-- TASK TO COMPLETE --
Reproduce verbatim the lines of the records starting at the line containing "Q: Point out every instance of the concrete" and ending with the line containing "x=543 y=396", including both of those lines.

++++

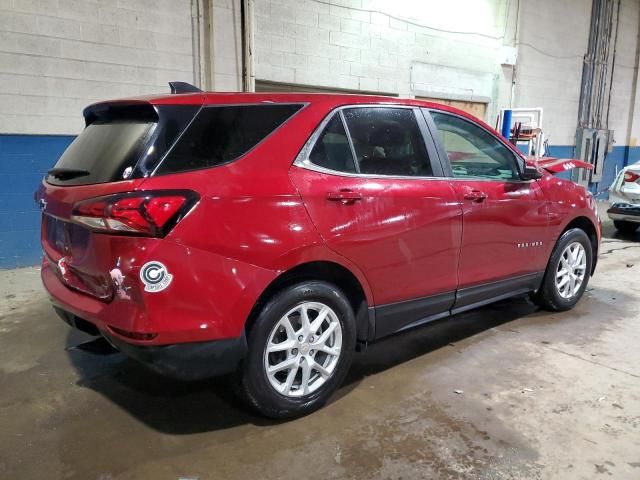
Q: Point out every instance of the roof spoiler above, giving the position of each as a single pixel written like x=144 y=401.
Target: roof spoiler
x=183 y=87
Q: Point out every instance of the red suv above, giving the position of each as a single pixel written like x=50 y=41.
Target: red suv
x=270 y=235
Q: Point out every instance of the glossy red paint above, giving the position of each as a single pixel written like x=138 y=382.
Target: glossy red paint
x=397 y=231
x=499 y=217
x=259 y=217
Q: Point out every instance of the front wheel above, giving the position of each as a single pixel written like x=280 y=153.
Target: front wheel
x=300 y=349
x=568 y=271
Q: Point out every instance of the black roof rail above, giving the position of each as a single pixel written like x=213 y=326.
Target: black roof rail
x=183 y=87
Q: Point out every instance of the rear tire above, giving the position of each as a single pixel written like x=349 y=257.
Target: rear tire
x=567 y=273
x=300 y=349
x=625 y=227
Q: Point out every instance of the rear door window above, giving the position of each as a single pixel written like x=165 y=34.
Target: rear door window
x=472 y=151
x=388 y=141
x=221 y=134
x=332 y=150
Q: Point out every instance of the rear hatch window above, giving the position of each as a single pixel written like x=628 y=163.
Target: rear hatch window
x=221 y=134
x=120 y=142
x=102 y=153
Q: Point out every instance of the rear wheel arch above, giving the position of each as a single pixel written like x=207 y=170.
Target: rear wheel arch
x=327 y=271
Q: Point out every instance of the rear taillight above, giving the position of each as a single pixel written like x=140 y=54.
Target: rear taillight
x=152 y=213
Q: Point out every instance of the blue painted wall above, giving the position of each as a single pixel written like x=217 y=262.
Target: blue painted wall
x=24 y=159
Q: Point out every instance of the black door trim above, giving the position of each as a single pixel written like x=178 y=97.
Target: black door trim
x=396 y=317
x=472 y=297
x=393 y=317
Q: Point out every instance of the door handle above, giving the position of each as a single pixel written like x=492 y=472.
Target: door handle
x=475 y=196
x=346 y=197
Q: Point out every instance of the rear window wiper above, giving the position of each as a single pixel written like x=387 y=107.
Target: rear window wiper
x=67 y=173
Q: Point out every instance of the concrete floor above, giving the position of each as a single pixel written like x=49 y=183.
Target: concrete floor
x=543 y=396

++++

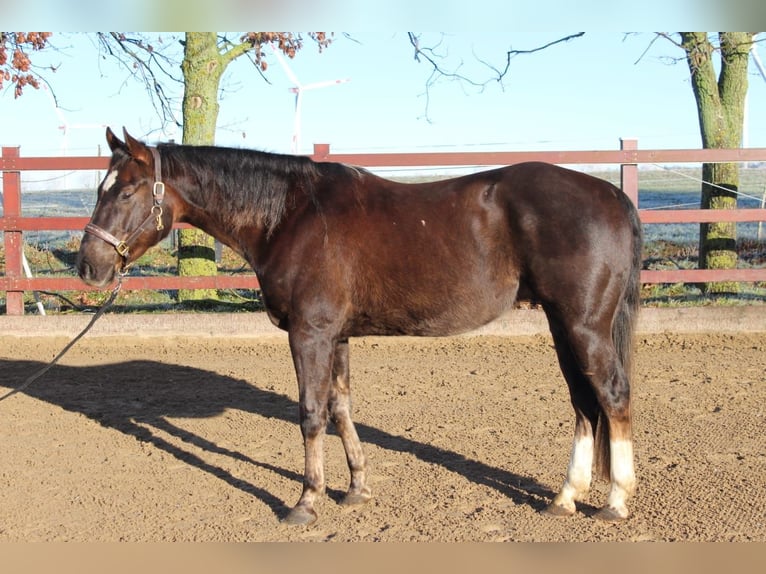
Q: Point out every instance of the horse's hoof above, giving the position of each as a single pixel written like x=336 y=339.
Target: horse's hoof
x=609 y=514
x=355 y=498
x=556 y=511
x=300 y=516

++++

-- SOLUTION TO THE EXERCISE --
Q: Point out every instance of the concrete floor above, giving the position of each as a single pixel written like x=49 y=183.
Target: concrete floor
x=543 y=396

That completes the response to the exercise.